_INPUT FOR THIS TASK:_

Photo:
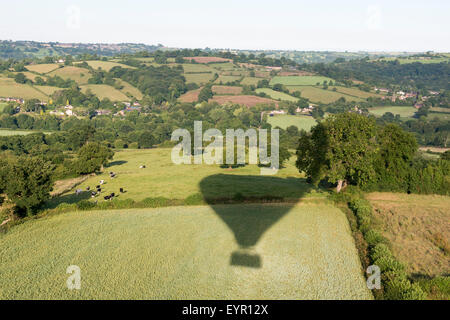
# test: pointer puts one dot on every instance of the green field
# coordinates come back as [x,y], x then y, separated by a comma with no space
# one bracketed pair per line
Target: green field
[284,121]
[319,95]
[278,251]
[276,94]
[104,91]
[79,75]
[106,65]
[299,80]
[404,112]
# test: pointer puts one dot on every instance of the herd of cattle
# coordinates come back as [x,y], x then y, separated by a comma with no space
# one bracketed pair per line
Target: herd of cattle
[96,193]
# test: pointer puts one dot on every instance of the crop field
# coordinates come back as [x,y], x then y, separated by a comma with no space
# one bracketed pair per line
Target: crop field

_REQUIREMENTS:_
Leave the pictures out and reproduce all of the records exactly.

_EXERCISE RESPONSE:_
Photo:
# test: pointer puts one dot on every instance of the green field
# coordinates come back as [x,y], x then y, separated by a comma with no space
# one bracketed pair per line
Target: green field
[284,121]
[319,95]
[278,251]
[276,94]
[104,91]
[79,75]
[106,65]
[299,80]
[404,112]
# test: pointer puts one dot on every instance of the herd of cattle
# coordinates come back as [x,y], x then y, separated by a comma with no space
# one bracketed pair per line
Target: herd of cattle
[96,193]
# test: pointer puts one dot on every instance of the crop field
# coordinates come back as [x,y], x then y, separated by a comma with no space
# one bracketed pair per line
Target: crop field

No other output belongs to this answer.